▶ **Requisitos da tarefa**: Transcreva o trecho do texto sobre a Editora Substânsia de "Lembro daquele" a "de Talles Azigon.", substituindo "novembro" por "dezembro".

Lembro daquele
novembro de 2012: Juazeiro, Crato, um céu que brilhava em outra
intensidade. Lembro do All Star cor de laranja, do almoço no
Guanabara, das conversas sobre Camus, Cassiano Ricardo, do carnaval
de Recife e Olinda , do mar de Iracema e do sorriso de Talles Azigon.
Depois de alguns anos retomamos o nosso papo. O rapaz que eu conheci
no sol do Cariri conquistou um punhado de sonhos.
Quando
nos conhecemos em 2012, no Crato, você caminhava para os primeiros
passos da criação de uma editora independente. Alguns meses depois,
na companhia de amigos, nasce a Editora Substânsia, responsável
pela promoção de novos nomes da literatura e de renovar a cena
literária independente do teu Estado. Conta dessa tua trajetória
como editor e de como funcionava a curadoria para as publicações da
editora.
A
Substânsia, que vai completar cinco anos de existência, é uma
editora independente, que nasceu em Fortaleza, da vontade de três
pessoas, eu, Madjer Pontes e Nathan Magalhães, de ver boas e bons
escritoras e escritores que até então não conseguia ter sua obra
impressa em livros, publicados em edições bem acabadas, bem
editadas. Foram mais de 35 livros publicados, livros de poemas,
romances, ensaios, crônicas, contos, traduções... um catálogo que
não faz feio perto de uma grande editora. Os nomes e os títulos
publicados, alguns recebemos por email, alguns já
conhecíamos
e desejamos publicar. A publicação geralmente é coparticipada,
sendo que também
arriscávamos investindo em projetos especiais, como a coleção
mormaço e a edição bilíngue de Electra, traduzido pelo Professor
Orlando Araújo.

▶ **Linhas apresentadas**:

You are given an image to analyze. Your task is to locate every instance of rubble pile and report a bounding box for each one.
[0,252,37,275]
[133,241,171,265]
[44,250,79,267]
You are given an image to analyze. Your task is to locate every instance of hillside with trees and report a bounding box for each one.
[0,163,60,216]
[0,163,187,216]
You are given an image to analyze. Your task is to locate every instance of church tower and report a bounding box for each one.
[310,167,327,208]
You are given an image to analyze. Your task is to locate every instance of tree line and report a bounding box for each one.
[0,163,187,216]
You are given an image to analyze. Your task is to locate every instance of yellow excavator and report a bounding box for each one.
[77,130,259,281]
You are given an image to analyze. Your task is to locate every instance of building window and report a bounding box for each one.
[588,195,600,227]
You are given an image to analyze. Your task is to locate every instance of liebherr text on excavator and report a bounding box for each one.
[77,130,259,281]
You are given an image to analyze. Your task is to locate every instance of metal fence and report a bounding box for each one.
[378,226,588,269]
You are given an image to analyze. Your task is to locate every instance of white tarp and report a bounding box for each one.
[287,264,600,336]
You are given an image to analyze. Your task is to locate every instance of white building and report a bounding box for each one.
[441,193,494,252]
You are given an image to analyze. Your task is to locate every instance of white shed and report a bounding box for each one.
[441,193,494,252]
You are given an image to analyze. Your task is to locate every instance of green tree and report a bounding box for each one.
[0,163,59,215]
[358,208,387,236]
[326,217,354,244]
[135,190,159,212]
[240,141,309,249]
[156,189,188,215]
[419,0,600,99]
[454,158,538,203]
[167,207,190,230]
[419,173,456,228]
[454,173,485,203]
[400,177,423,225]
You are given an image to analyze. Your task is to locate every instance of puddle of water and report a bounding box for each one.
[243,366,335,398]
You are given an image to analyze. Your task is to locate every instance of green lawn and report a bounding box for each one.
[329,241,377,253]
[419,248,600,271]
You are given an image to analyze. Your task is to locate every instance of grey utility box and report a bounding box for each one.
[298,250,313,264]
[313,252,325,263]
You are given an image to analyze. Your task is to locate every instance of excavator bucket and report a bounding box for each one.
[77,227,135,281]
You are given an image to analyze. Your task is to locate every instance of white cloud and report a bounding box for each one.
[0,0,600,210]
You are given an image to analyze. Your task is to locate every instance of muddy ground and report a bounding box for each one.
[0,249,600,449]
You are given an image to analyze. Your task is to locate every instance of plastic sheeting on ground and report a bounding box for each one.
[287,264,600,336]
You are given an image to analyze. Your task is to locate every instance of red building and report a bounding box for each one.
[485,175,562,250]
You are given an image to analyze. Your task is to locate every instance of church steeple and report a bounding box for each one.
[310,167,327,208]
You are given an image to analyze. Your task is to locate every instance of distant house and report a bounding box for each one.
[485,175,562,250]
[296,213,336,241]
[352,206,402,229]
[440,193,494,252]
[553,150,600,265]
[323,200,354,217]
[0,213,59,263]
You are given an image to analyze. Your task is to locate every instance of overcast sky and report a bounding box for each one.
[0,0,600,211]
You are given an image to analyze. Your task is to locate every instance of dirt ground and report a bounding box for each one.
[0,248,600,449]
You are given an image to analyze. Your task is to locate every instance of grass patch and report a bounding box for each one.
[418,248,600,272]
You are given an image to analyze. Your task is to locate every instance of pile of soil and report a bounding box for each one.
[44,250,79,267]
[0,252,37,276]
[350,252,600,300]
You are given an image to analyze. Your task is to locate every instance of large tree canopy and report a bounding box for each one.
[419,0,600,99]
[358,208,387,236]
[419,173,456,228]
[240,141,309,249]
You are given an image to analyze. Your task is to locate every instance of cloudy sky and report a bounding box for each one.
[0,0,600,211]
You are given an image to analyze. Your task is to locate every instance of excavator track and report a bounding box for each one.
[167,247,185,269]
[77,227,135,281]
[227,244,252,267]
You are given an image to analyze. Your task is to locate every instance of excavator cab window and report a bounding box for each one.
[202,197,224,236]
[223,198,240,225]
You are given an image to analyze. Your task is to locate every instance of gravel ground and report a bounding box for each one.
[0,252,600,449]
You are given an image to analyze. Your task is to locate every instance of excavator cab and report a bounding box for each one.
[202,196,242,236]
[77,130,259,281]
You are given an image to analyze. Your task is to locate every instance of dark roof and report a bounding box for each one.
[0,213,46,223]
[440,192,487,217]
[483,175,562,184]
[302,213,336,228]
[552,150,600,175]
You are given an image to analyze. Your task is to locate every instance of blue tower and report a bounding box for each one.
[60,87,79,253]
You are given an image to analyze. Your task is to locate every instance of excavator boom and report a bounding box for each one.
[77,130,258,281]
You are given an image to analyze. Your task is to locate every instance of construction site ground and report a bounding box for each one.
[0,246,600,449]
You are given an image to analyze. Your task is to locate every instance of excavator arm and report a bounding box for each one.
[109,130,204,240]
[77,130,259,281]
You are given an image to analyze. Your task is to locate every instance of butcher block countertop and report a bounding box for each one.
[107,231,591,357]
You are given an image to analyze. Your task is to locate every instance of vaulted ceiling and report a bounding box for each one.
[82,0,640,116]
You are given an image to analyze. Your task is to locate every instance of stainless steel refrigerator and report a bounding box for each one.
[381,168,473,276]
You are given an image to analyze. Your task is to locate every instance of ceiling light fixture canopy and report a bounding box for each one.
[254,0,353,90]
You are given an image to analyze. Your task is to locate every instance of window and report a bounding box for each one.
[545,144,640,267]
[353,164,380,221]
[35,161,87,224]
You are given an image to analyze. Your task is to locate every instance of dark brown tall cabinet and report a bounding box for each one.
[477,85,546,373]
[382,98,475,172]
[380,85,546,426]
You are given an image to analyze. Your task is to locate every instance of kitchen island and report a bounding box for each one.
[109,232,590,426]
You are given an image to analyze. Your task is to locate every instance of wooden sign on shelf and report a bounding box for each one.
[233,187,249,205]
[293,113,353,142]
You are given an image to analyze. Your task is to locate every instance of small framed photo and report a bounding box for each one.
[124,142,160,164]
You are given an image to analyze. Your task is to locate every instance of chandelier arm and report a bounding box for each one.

▶ **Solução da tarefa**:
Lembro daquele
dezembro de 2012: Juazeiro, Crato, um céu que brilhava em outra
intensidade. Lembro do All Star cor de laranja, do almoço no
Guanabara, das conversas sobre Camus, Cassiano Ricardo, do carnaval
de Recife e Olinda , do mar de Iracema e do sorriso de Talles Azigon.